• _Source extract_:
* * * * *
2026 Hong Kong film by Longman Leung

Cold War 1994 (寒戰1994) is a 2026 Hong Kong crime thriller film written and directed by Longman Leung. A prequel to Cold War (2012) and Cold War 2 (2016), the film stars an ensemble cast with Chow Yun-fat, Aaron Kwok, and Tony Leung Ka-fai reprising their roles, and new additions Daniel Wu, Terrance Lau, Wu Kang-ren, Tse Kwan-ho, Louis Koo, Louise Wong, Fish Liew, Aidan Gillen, and Hugh Bonneville. The story is split between 2017 and 1994, the latter revolving around a power struggle among local elites, triads, and the British government prior to the Handover of Hong Kong.

A third installment in the Cold War franchise entered development before the release of Cold War 2 in 2015, with production originally slated to begin in 2019. The project was postponed for various reasons, and producer Bill Kong decided to change the setting from the modern day to before the Handover after producing Anita (2021). Envisioned as a two-part prequel, Cold War 1994 and Cold War 1995, pre-production began in March 2024, with principal photography starting in June as a back-to-back production that spanned seven months in Hong Kong and London.

The film had its world premiere at the Shenzhen Grand Theater on 26 April 2026, and was theatrically released in Hong Kong on 1 May. It will be followed by the direct sequel Cold War 1995, which is slated to be released in 2027.

== Plot ==
In 2017, Yip is elected the new Chief Executive. Hoping to appoint M.B. as Secretary for Security, who has become controversial due to the Cold War operation, he commissions senior counsel Kan to conduct a background investigation into him, during which M.B. is attacked and goes missing, prompting Commissioner of Police Lau to approach Kan for access to a classified file concerning a 1994 operation involving M.B.

In 1994, Johnny Boy, a subordinate of M.B., then head of the OCTB, embezzles confiscated heroin to repay his debts. After M.B. agrees to cover for him, their team plan to raid a Lo Yuen triad hideout after receiving intelligence about a drug deal that night. Unbeknownst to them, the hideout's owner Tiger has also accepted a job to kidnap K.F., the brother-in-law of Sir William Poon, patriarch of one of Hong Kong's most influential families. Johnny is killed during a shootout, while Tiger escapes with K.F. Hui, the then-police commissioner who climbed the ranks with the backing of Hong Kong's old money aristocrats, comes under pressure from William to rescue K.F, and scapegoats M.B. for the failed operation. Before Special Branch officers can arrest him, however, Deputy Commissioner Choi secretly warns M.B. and helps him disappear.
* * * * *
• _Collected material_:
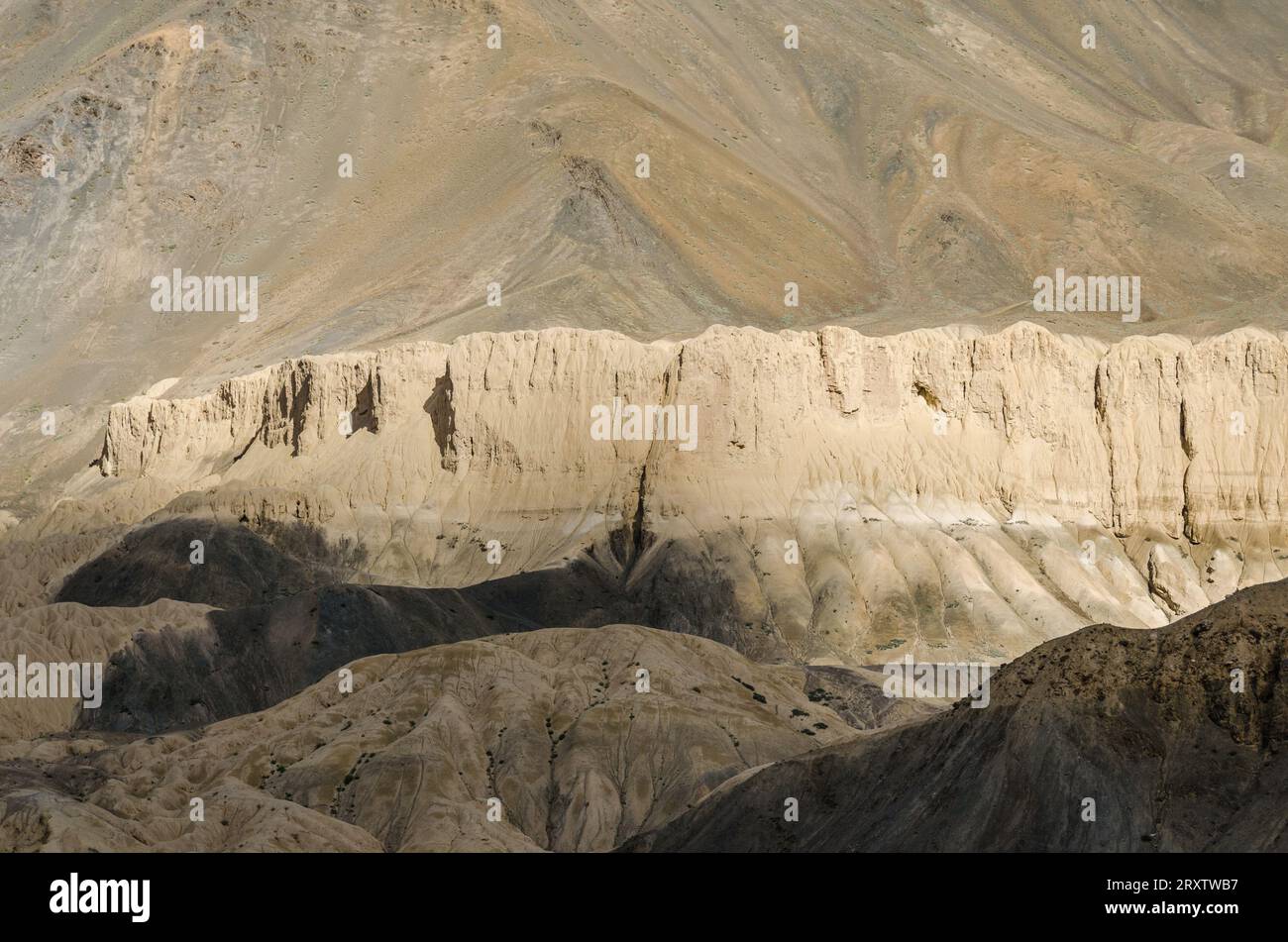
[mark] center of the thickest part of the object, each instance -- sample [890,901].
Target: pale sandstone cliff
[958,491]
* * * * *
• _What you need to do_:
1. Using the text on Cold War 1994, decide whether each statement agrees with it: (a) principal photography took place in Hong Kong and London; (b) the film had its world premiere in Hong Kong on 1 May 2026; (c) in 1994, M.B. was head of the OCTB. Answer yes or no for each and quote the words from the text that settle it.
2. List every film title that appears in the text on Cold War 1994.
3. Reproduce the part of the text on Cold War 1994 starting with "A third installment" and going on through "Kong and London.".

• _Answers by item_:
1.
(a) Yes: "principal photography starting in June as a back-to-back production that spanned seven months in Hong Kong and London"
(b) No: "The film had its world premiere at the Shenzhen Grand Theater on 26 April 2026"
(c) Yes: "M.B., then head of the OCTB"

2.
Cold War 1994
Cold War
Cold War 2
Anita
Cold War 1995

3.
A third installment in the Cold War franchise entered development before the release of Cold War 2 in 2015, with production originally slated to begin in 2019. The project was postponed for various reasons, and producer Bill Kong decided to change the setting from the modern day to before the Handover after producing Anita (2021). Envisioned as a two-part prequel, Cold War 1994 and Cold War 1995, pre-production began in March 2024, with principal photography starting in June as a back-to-back production that spanned seven months in Hong Kong and London.